# 課題文:
努力をしていないにもかかわらず、人よりもなぜかうまくできているもの

だそうだ。

おーこれならある。
「教える」ことだ。
おかげで先生業を25年以上も続けてきた。
教えるのは得意だ。

教えることを生業としたのが大学生の時。
父親と喧嘩をして学費は要らないと啖呵を切った。
慌ててアルバイトを探すも、学生バイトでは生活費と学費を賄えない。

そこで、高単価の仕事を探すことに。
当時、時給の高い仕事がカウンターレディーか塾講師。
んー、どう転んでもレディーじゃない。
選択の余地なしである。
勉強を教えることに。

綱渡り授業

仕事を始めた頃は勇者であった。
勉強が大嫌い。
机に向かうのは苦痛でしかない。
仕事の予習で机に向かうなどありえない。

当然、教える内容を見るのは授業が始まってから。
まっさらのテキストを開いた時である。
何が出るかお楽しみ。
ハラハラドキドキの綱渡り授業。

たまに、答えがわからず大慌て。
勇者は魔法が使えない。
必殺技を繰り出すしかない。
前列に座っている賢い生徒のノートを透視。

# 練習問題:
a – 課題文に基づき、次の問いに答えよ。
(i) 筆者は先生業を何年以上続けてきたか。
(ii) 当時、時給の高い仕事として挙げられている二つは何か。
(iii) 教える内容を見るのはいつか。
b – 課題文の「おかげで先生業を25年以上も続けてきた。」から「んー、どう転んでもレディーじゃない。」までを、両端を含めて一字一句そのまま書き写してください。

# データ:
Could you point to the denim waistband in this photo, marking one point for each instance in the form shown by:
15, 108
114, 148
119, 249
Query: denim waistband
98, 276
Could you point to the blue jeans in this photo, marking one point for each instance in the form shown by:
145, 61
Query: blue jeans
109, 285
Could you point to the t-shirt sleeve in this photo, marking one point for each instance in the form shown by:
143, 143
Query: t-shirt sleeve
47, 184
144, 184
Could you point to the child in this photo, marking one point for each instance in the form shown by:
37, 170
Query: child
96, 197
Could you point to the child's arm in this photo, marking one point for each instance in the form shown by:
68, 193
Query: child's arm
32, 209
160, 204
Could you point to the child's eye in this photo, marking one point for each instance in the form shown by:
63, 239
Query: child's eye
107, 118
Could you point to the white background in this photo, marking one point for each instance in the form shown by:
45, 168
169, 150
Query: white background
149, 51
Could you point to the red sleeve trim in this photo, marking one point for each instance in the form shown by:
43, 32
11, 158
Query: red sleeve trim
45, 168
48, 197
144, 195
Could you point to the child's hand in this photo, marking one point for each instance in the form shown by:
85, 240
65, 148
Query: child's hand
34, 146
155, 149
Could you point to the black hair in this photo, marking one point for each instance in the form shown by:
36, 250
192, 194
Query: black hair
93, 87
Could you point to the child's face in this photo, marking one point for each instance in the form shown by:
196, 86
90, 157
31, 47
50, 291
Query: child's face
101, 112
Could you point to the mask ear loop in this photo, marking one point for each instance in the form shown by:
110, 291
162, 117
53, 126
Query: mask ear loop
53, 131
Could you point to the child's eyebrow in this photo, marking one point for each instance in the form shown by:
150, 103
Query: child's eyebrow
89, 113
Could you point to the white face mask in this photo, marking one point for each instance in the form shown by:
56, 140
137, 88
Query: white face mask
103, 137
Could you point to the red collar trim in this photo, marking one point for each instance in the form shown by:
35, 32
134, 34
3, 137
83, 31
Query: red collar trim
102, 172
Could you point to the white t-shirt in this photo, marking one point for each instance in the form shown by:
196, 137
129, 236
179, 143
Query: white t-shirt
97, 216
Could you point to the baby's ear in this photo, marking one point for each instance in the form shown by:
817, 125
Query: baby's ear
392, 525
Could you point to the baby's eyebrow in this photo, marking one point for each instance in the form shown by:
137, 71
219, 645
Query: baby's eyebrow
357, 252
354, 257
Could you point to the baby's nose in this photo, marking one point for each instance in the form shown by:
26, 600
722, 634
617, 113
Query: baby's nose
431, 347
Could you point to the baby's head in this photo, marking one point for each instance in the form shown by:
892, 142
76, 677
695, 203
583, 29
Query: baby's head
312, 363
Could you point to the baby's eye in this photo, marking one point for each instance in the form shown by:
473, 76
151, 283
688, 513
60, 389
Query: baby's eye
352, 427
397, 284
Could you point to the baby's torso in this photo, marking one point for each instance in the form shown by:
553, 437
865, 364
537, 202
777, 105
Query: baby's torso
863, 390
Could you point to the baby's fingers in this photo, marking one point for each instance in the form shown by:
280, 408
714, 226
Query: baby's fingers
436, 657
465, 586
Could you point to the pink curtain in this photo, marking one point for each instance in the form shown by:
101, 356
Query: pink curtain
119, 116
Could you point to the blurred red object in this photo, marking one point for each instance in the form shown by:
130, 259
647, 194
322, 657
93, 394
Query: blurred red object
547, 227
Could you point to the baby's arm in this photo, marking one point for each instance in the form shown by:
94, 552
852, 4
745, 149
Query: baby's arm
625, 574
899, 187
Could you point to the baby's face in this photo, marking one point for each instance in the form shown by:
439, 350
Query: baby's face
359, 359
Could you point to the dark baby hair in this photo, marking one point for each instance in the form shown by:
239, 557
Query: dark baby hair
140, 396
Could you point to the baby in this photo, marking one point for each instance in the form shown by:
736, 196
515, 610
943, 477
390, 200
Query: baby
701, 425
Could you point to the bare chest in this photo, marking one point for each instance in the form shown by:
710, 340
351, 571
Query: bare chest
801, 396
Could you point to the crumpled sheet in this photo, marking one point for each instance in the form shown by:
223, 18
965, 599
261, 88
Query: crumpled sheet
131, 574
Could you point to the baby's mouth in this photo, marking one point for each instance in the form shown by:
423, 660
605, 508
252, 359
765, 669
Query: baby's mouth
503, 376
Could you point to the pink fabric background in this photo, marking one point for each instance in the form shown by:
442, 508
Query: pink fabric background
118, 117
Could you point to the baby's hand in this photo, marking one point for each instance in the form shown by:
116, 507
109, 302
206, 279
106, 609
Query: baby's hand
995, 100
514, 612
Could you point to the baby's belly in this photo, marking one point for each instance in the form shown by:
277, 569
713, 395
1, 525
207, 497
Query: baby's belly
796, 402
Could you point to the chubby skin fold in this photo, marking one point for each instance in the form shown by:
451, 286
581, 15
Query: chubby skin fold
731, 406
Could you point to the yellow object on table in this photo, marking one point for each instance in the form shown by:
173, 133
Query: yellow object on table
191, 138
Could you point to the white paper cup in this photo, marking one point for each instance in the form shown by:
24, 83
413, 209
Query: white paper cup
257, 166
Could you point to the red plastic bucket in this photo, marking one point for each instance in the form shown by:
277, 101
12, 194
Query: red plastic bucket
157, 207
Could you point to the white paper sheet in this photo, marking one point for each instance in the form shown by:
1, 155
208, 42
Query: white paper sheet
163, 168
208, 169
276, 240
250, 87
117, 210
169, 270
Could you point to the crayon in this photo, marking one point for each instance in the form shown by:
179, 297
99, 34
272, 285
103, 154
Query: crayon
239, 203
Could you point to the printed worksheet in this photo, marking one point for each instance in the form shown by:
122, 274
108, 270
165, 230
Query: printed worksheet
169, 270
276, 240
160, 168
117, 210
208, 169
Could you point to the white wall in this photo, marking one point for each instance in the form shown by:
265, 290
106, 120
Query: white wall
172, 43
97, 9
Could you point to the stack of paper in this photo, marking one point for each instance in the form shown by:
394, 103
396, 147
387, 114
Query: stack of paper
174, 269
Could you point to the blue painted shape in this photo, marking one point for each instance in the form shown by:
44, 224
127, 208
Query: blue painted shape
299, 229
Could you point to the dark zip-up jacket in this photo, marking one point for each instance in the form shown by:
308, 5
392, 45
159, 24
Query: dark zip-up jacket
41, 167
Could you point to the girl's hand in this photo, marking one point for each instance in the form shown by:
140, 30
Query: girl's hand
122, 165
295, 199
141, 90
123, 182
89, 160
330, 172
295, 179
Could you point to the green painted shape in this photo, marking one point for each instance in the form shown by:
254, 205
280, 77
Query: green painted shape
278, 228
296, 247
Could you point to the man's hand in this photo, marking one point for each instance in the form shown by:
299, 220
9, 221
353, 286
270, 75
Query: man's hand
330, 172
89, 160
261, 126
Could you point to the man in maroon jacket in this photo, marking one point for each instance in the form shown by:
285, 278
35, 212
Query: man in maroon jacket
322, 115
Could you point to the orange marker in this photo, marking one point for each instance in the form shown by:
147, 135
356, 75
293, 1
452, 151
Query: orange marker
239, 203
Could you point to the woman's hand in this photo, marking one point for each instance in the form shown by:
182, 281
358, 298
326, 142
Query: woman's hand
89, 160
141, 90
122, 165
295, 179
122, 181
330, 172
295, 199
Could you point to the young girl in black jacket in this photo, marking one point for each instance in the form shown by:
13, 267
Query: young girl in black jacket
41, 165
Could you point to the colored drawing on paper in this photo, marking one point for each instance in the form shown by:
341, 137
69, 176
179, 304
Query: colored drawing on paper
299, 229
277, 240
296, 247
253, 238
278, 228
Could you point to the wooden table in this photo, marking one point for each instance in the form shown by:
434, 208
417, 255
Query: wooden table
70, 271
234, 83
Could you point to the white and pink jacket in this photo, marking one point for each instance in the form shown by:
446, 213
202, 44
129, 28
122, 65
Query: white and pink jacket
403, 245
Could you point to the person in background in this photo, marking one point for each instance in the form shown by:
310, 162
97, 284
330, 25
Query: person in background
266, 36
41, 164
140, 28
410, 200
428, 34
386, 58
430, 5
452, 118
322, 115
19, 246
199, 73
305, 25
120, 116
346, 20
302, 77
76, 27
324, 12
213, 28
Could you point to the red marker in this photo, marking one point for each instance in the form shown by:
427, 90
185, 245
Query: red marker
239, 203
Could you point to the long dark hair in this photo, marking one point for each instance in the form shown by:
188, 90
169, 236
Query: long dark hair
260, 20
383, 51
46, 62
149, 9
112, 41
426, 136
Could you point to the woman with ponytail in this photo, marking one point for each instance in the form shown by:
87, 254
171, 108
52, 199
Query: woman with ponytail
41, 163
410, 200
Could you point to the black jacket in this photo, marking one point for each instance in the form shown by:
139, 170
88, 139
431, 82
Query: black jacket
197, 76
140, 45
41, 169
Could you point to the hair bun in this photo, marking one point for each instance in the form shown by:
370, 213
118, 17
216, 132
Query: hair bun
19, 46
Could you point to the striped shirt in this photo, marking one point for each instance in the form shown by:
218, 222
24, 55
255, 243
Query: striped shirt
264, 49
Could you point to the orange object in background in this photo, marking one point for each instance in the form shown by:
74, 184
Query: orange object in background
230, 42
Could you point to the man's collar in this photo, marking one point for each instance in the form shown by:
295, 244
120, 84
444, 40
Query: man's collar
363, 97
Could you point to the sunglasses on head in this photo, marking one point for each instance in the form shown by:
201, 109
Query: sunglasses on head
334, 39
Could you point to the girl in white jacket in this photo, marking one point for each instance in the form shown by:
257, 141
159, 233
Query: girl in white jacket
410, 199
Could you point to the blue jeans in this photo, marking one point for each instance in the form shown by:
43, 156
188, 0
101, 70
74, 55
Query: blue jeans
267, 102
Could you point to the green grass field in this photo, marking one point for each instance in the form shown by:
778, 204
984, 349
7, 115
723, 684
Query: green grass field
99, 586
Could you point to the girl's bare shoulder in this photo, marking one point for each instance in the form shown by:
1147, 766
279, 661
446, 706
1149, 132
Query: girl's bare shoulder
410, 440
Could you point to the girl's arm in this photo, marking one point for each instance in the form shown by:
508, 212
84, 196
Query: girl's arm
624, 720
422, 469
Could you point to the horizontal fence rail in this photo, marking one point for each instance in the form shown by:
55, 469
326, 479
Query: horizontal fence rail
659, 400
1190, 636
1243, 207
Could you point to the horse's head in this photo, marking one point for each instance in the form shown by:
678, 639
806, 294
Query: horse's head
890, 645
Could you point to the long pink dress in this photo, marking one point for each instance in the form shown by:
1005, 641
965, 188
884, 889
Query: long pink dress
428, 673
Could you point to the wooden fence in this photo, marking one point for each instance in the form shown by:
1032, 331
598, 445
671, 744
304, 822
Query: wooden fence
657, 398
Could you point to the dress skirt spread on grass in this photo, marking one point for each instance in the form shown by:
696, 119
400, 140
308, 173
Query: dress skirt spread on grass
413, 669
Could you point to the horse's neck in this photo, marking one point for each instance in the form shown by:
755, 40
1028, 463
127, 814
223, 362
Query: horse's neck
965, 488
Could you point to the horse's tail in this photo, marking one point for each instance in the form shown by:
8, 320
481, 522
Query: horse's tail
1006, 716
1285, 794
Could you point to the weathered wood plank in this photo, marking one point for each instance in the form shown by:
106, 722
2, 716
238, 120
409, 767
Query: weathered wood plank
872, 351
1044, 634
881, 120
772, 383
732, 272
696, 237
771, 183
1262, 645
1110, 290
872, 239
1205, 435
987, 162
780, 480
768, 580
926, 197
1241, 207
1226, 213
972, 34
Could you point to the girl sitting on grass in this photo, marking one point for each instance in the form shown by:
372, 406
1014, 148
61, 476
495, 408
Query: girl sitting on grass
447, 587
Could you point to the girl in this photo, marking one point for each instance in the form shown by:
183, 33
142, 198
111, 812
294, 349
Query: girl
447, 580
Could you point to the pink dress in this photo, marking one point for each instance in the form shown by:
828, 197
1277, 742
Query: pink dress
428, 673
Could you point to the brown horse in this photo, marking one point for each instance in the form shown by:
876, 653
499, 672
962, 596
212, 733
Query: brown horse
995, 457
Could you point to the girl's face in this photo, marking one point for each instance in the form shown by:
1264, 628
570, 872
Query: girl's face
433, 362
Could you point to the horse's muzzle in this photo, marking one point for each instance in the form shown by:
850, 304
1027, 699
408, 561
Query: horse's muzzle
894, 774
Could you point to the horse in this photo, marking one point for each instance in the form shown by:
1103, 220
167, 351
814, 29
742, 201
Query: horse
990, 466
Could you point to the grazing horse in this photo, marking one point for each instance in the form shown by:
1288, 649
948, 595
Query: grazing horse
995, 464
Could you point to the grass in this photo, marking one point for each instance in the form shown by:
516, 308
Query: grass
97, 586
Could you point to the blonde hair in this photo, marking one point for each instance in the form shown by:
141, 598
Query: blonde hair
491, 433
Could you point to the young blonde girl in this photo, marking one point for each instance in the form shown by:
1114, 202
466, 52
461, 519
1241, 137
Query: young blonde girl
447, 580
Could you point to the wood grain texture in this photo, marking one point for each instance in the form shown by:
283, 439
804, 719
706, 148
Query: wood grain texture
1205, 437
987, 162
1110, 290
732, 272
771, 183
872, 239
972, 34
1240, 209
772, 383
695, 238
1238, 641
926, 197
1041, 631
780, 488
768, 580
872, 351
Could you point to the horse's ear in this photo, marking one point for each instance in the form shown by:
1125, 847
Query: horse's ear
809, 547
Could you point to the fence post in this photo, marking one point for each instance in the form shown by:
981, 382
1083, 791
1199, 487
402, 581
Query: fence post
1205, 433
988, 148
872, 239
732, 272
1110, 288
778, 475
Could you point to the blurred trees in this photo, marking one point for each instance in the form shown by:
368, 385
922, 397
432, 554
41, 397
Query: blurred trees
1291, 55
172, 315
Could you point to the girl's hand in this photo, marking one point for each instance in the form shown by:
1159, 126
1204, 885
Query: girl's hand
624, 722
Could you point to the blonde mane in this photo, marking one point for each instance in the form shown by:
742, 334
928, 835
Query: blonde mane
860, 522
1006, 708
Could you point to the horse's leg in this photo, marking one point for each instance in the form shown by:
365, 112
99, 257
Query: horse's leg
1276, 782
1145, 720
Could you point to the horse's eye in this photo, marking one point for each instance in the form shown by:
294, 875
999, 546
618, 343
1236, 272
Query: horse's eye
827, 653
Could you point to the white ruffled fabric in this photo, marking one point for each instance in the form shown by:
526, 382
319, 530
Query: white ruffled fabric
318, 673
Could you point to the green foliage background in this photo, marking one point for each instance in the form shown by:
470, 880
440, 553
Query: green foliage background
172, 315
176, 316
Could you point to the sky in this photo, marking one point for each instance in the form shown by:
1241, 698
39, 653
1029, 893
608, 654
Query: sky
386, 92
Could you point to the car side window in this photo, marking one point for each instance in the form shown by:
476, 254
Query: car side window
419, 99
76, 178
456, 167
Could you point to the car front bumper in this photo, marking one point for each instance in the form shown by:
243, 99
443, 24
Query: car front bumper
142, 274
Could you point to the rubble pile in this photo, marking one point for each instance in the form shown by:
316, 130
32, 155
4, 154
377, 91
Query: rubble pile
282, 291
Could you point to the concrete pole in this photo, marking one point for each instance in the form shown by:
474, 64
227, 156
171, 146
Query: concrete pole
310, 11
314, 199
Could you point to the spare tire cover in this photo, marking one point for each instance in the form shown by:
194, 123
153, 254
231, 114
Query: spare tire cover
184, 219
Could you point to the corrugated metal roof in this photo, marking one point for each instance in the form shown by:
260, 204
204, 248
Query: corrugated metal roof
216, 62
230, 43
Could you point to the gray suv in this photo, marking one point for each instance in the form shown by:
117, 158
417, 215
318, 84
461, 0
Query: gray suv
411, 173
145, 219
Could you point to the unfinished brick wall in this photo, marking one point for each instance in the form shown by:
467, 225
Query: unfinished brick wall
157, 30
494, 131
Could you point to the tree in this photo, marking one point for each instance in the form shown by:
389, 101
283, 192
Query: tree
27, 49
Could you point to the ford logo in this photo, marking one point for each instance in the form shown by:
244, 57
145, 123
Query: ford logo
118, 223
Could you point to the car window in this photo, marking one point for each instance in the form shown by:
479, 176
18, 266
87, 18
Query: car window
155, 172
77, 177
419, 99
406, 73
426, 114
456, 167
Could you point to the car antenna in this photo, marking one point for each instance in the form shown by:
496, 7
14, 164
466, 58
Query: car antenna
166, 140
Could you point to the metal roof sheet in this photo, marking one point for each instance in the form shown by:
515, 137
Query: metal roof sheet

# 各問の解答:
a –
(i) 25年以上
(ii) カウンターレディーと塾講師
(iii) 授業が始まってから、まっさらのテキストを開いた時

b –
おかげで先生業を25年以上も続けてきた。
教えるのは得意だ。

教えることを生業としたのが大学生の時。
父親と喧嘩をして学費は要らないと啖呵を切った。
慌ててアルバイトを探すも、学生バイトでは生活費と学費を賄えない。

そこで、高単価の仕事を探すことに。
当時、時給の高い仕事がカウンターレディーか塾講師。
んー、どう転んでもレディーじゃない。